● MATERIALS PROVIDED
################
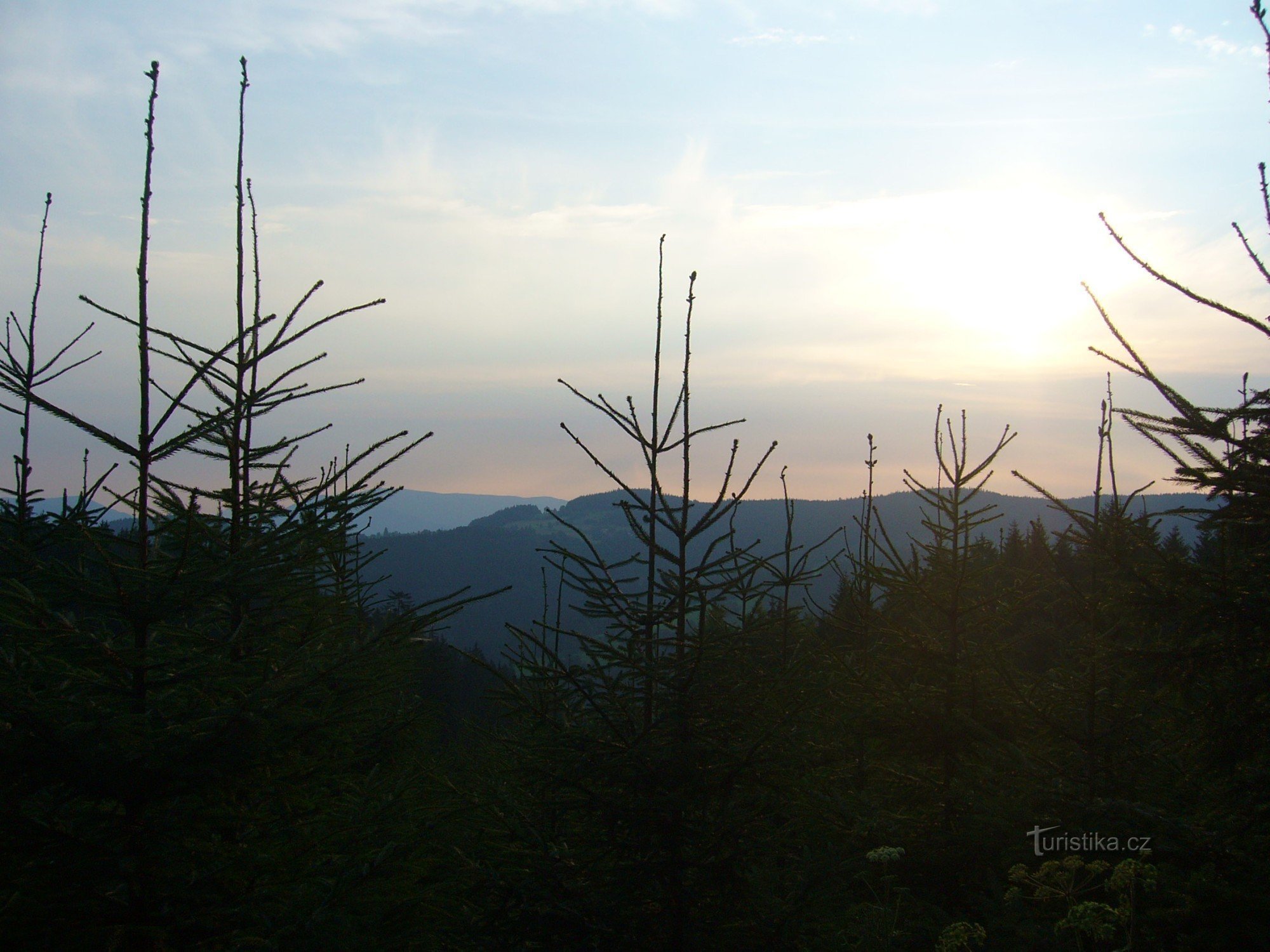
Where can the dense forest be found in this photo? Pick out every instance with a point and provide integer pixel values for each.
(222, 727)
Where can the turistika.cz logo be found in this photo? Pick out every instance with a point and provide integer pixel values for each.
(1084, 842)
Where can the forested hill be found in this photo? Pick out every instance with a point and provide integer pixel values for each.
(504, 549)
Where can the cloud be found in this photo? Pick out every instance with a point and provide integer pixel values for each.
(775, 36)
(1212, 45)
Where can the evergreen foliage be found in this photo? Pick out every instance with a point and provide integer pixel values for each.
(222, 728)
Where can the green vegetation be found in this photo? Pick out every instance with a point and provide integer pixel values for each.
(222, 729)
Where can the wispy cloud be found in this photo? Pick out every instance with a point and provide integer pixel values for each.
(1212, 44)
(774, 36)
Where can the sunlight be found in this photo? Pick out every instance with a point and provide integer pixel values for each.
(999, 272)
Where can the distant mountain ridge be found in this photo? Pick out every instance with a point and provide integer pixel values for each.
(417, 511)
(504, 548)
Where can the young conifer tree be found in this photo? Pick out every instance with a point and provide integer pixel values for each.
(651, 757)
(208, 733)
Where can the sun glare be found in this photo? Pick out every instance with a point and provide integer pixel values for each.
(999, 272)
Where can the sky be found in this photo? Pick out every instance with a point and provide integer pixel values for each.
(891, 206)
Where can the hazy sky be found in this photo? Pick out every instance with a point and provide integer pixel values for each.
(891, 205)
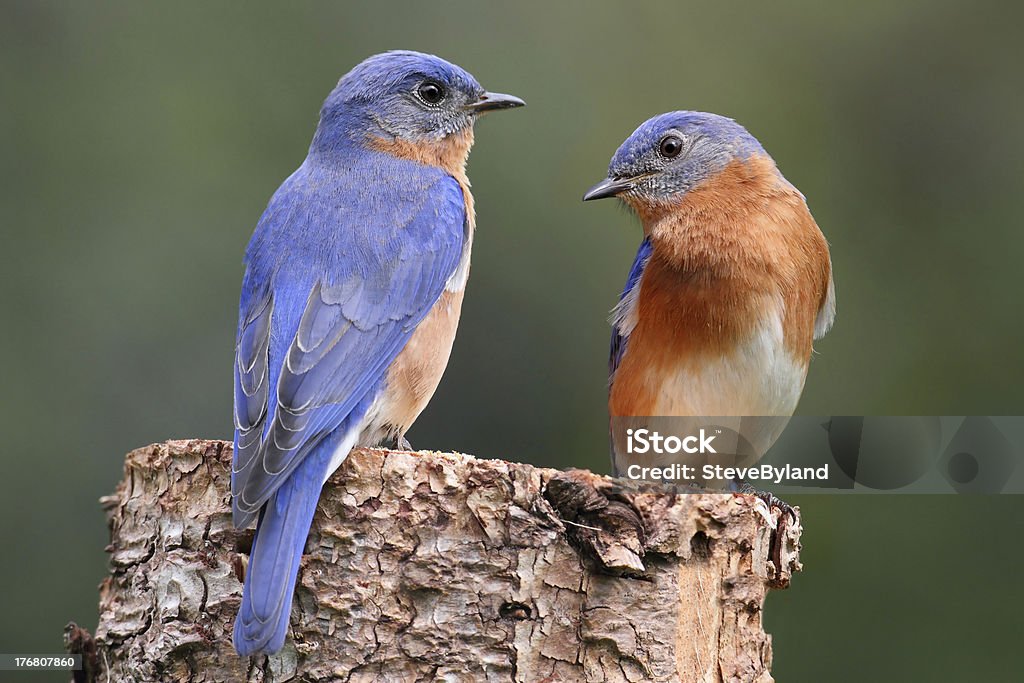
################
● TO DO
Turn all of the records above into a numbered list, one line per item, with blank lines dropped and the pictures left out.

● THE SOLUTION
1. Where can the dense forest be found in this photo? Pick out every instance with a point and provide integer pixel values for each.
2. (222, 727)
3. Where can the turistika.cz logo be found in this photo? Pick out every instance with a point and provide integer pixel values for each.
4. (1084, 842)
5. Where can the forested hill be found in this photo? Pick out every instance with a point and provide integer pixel values for each.
6. (504, 549)
7. Where can the cloud be found in this photo? Pick out every instance with a point and provide integer pixel values for each.
8. (775, 36)
9. (1212, 45)
10. Where can the evergreen foliage be found in this photo? Pick out every instance with a point and provide integer pixel values for each.
11. (222, 728)
12. Where can the green vegetation be found in this photo? Pick out every instance with a point and provide integer pixel values for each.
13. (222, 729)
14. Where can the wispy cloud be found in this photo? Pick out every instance with a point and provide integer pixel values for each.
15. (1212, 44)
16. (774, 36)
17. Where can the sunlight be found in this photo? Pick out every instance with a point and provide integer pixel values for each.
18. (999, 272)
19. Where can the distant mountain ridge be found in this photo? Pick out every instance with a point and provide integer pixel values for each.
20. (417, 511)
21. (504, 548)
22. Where can the young conifer tree be found in this photo? Pick out every instance with a point and provide integer pixel values for each.
23. (651, 757)
24. (208, 733)
25. Where can the sun glare be found in this photo? Pick out every instance with a point and provide integer pixel values for each.
26. (999, 272)
27. Where can the sky be found in this photo? Pick out every instance with a point and provide integer pixel values for each.
28. (891, 206)
29. Where can the hazy sky be found in this photo? Pick out every instance with a point and provide integer pixel values for each.
30. (891, 205)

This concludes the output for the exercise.